_EXERCISE TASK_
Images are not part of the copy; write out the rest of the data exactly as given.

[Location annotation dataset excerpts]
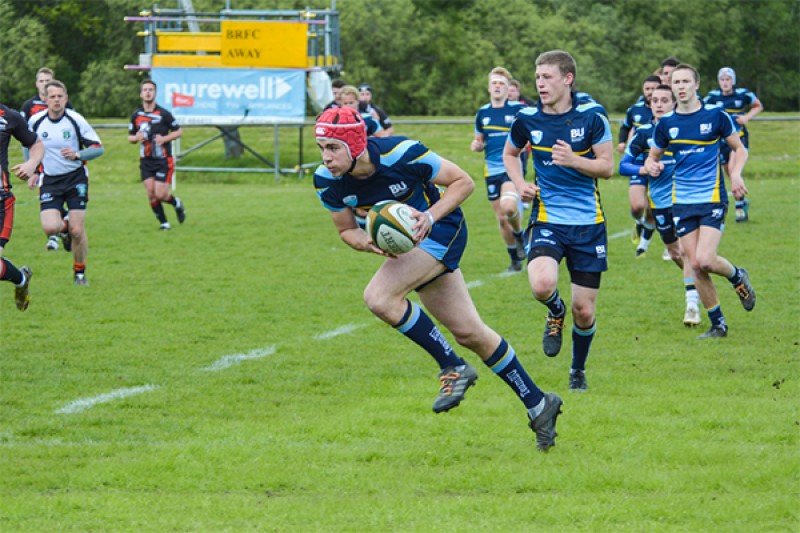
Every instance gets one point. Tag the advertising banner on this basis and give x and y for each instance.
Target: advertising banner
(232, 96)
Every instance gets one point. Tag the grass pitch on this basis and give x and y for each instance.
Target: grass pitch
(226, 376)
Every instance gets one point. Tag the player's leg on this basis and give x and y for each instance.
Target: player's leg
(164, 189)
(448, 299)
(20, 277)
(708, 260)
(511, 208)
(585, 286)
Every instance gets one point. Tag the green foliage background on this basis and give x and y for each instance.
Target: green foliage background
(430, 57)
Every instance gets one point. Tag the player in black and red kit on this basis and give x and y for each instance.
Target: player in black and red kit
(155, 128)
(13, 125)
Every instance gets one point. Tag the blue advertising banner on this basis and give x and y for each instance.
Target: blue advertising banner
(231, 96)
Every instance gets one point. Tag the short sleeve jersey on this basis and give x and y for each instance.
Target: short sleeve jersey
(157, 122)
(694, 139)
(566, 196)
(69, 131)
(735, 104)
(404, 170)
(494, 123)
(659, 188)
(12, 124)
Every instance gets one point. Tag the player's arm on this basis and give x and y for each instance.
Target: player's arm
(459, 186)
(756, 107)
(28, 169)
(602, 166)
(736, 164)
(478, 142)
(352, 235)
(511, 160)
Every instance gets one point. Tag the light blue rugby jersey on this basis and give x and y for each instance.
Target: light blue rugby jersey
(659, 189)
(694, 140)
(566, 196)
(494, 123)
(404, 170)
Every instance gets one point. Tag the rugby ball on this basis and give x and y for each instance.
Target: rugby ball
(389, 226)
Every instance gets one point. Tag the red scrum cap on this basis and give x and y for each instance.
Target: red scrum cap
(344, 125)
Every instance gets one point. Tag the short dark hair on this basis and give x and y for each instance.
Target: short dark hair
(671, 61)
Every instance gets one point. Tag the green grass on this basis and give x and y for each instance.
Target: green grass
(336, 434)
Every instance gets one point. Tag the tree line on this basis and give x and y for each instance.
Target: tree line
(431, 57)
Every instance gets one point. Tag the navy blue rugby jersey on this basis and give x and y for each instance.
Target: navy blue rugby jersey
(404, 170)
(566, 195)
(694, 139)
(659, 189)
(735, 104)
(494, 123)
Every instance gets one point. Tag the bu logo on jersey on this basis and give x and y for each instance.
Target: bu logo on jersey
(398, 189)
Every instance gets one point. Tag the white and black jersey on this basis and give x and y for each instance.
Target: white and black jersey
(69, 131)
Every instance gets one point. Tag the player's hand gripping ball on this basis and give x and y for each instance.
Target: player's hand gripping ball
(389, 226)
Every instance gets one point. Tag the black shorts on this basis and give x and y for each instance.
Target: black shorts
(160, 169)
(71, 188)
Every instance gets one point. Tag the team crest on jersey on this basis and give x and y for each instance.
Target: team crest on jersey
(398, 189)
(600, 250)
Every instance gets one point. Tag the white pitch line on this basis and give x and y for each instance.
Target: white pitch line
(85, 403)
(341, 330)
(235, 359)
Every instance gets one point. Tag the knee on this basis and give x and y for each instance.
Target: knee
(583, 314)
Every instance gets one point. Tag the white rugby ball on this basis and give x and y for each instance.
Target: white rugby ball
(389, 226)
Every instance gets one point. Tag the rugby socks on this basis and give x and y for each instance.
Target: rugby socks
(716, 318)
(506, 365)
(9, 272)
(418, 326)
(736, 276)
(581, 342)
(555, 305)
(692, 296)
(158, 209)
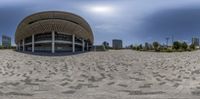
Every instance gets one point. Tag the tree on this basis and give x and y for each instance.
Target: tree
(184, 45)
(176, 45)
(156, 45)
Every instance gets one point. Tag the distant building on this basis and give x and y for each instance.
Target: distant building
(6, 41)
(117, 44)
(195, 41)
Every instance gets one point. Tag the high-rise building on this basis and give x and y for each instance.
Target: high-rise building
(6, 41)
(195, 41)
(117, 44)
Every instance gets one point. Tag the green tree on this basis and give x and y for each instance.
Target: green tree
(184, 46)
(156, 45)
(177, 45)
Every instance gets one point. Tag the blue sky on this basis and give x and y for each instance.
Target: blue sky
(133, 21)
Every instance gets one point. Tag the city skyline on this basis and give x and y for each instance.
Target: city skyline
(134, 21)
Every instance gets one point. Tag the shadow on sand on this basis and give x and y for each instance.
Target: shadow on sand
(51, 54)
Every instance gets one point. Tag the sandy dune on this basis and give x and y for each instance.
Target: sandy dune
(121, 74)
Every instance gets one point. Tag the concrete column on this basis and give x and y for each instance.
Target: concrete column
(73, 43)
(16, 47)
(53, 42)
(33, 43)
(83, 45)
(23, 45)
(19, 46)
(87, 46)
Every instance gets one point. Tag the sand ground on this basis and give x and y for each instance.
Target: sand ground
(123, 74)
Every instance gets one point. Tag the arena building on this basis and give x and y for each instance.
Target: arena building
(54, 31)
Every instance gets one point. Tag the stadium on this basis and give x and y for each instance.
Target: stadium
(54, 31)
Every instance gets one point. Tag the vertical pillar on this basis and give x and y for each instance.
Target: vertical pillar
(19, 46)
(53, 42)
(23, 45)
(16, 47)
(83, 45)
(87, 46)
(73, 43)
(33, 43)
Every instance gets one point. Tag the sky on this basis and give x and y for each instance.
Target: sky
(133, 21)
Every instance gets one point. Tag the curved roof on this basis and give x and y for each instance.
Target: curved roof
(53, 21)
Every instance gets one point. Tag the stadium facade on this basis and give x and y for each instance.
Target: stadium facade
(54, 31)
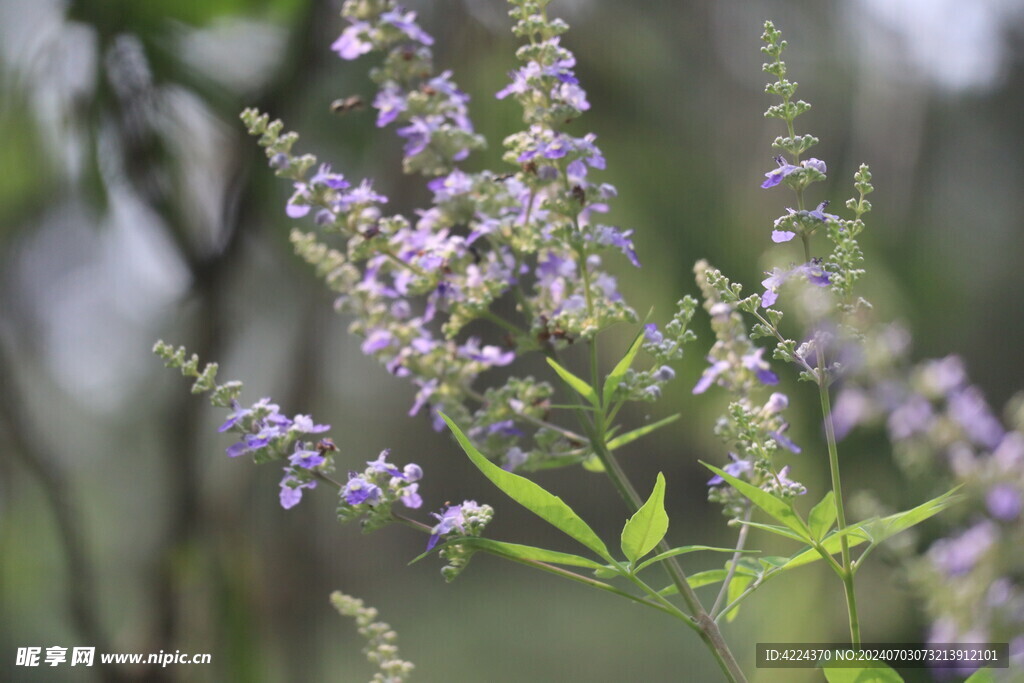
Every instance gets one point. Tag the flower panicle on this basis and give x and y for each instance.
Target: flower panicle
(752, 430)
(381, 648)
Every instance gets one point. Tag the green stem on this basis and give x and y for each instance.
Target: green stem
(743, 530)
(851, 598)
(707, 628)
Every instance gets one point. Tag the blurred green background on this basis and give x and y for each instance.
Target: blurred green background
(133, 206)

_OUTPUT FOR THIS TASK_
Every instance gets one point. Tag the advertising banner on this basis and give x and y for each instance.
Target: advertising banner
(232, 96)
Every instance gets one point. Tag the grass pitch on this basis and give x and y for each instance.
Target: grass pitch
(226, 376)
Every instance gets one point. Tag the player's leg on this basis and give x and y for each instance.
Target: player's leg
(164, 189)
(448, 299)
(20, 277)
(708, 260)
(511, 208)
(585, 286)
Every instance gets one point. Tag the green foliage background on this basis and give x and y for each instance.
Target: green foliage background
(430, 57)
Every instance gets one point. Tag the player in black and red kit on this basis and give x and y for each instance.
Target: player in black and red kit
(155, 128)
(13, 125)
Every instance gets one point. Tag the blue advertising banner on this basis and give x and y for each instance.
Target: blue advertising banner
(231, 96)
Every instance gets one point. Tag the short sleeve jersey on this basis and give x and y for each instance.
Target: short sleeve jersey
(157, 122)
(694, 139)
(566, 196)
(69, 131)
(735, 104)
(404, 170)
(494, 123)
(659, 188)
(12, 124)
Every instance gets one point. Tag the player's arm on this basis and give x and y for each instance.
Target: player's arm
(459, 186)
(756, 107)
(28, 169)
(602, 166)
(736, 164)
(478, 142)
(352, 235)
(511, 160)
Every instance gets one point. Tag the light blue rugby jersey on this basis and give x and y for each instance.
Target: light blue rugby jersey
(659, 189)
(694, 140)
(566, 196)
(494, 123)
(404, 170)
Every instance gets one point. Tag the rugby ball on this basis and give x and y for each instance.
Target: rugby ball
(389, 226)
Every instance gets one point. Tag the red scrum cap on this basis and give x and y for each instance.
Target: red scrum cap
(344, 125)
Every instance gets one point. Tag the short dark hair on this basis and give x and y for each instance.
Target: short dark hair
(671, 61)
Every instance gets one point. Tag the green grass on this basis and give x and y for each instance.
Target: green grass
(336, 434)
Every instance gets one point. Tag the tree line on this basis and give x and y for each instance.
Target: tree line
(431, 57)
Every instance gets one point. Tag the navy blue rugby jersey on this basis and give x and y for each instance.
Target: navy blue rugby jersey
(404, 170)
(566, 195)
(694, 139)
(659, 189)
(735, 104)
(494, 123)
Every instance gets one point. Tag the bu logo on jersey on this basis and give x and y for each instance.
Target: bu logo on jersey
(398, 189)
Every instance gets one point. Tag the white and black jersey on this basis and give x and y for each instance.
Target: white and black jersey
(69, 131)
Every instance gets one point. Tag the player's hand gripping ball on this basis and give x and y for each instance.
Target: player's hand gripping ball
(389, 226)
Every instance gets one point. Tag the black shorts on this basis and give x and y for each instance.
Target: black shorts
(160, 169)
(71, 188)
Every instance gets one point. Tag the team crest on jersey on this basis and give x and y for each instance.
Target: team crest on jersey
(398, 189)
(600, 250)
Every instance gets one point. Tag the white pitch line on this basis and give x and y for each instance.
Target: white pitch line
(85, 403)
(341, 330)
(235, 359)
Every instance gets one point. Tag the knee on this basis and give x and y for each instance.
Target: knee
(583, 314)
Every instance gets one point. Tag the white rugby ball on this basis and give x and y for each instance.
Target: white rugby ball
(389, 226)
Every instance gets one point. Tag the rugby socks on this basis and give x and y for each instance.
Target: rugby socks
(716, 318)
(506, 365)
(9, 272)
(418, 326)
(736, 276)
(581, 342)
(555, 305)
(692, 296)
(158, 209)
Every instance gets one point. Tag the tree on this basis and give x and y for each instance.
Target: tree
(184, 45)
(176, 45)
(156, 45)
Every instance gets one point. Tag the distant building on this basis and give x and y for each instance.
Target: distant building
(6, 41)
(117, 44)
(195, 41)
Every instance gets one point. Tag the high-rise building on this basis and give x and y for each instance.
Target: high-rise building
(6, 41)
(195, 41)
(117, 44)
Every instance gets one point. Tag the green tree on this basis and give x and y for each instance.
Target: green tree
(184, 46)
(156, 45)
(177, 45)
Every instance gets one point. Tag the blue sky on this basis and give x and y for each instance.
Target: blue sky
(133, 21)
Every instance gets one point. Tag the city skyline on this basis and give x and y for each instance.
Target: city skyline
(134, 21)
Every instance gets one point. Tag the shadow on sand on this basis and give x and y for each instance.
Target: shadow on sand
(51, 54)
Every instance gets one point. Tag the sandy dune on this basis and give x and y for each instance.
Target: sandy dune
(121, 74)
Every instance gets one point. Tag the concrete column on this basis and give x and y for each instance.
Target: concrete column
(73, 43)
(16, 47)
(53, 42)
(33, 43)
(83, 45)
(23, 45)
(19, 46)
(87, 46)
Every instance gets one point. Tag the sand ground on this basis and give x and y for each instance.
Target: sand ground
(123, 74)
Every instance gets one point. Tag the arena building on this basis and give x and y for each instance.
Target: arena building
(54, 31)
Every instance gets one point. Tag the stadium on this basis and give x and y for each instance.
Target: stadium
(54, 31)
Every instance gets one point. Tag the vertical pillar on this basis and give x and y for each instance.
Target: vertical pillar
(19, 46)
(53, 42)
(23, 45)
(16, 47)
(83, 45)
(87, 46)
(73, 43)
(33, 43)
Every instance gets one point. Tag the sky on this basis and give x and y for each instance.
Target: sky
(133, 21)
Every instance gets one point. Tag the curved roof on this basis and give x and y for each instance.
Target: curved roof
(53, 21)
Every instance gets one point. Tag the stadium facade on this basis and give x and y for each instance.
Target: stadium facade
(54, 31)
Every instance gets one point. Tag the flower panicle on this basis and give x and y for each instance.
Target: flower panicle
(752, 430)
(381, 648)
Every instance gets one point. Tag the green stem on this basis and give x and y for each instance.
Target: green stem
(743, 530)
(851, 598)
(707, 628)
Every instance gets one point. Tag the blurred green background on this basis and give x and y for each instance.
Target: blurred green background
(133, 206)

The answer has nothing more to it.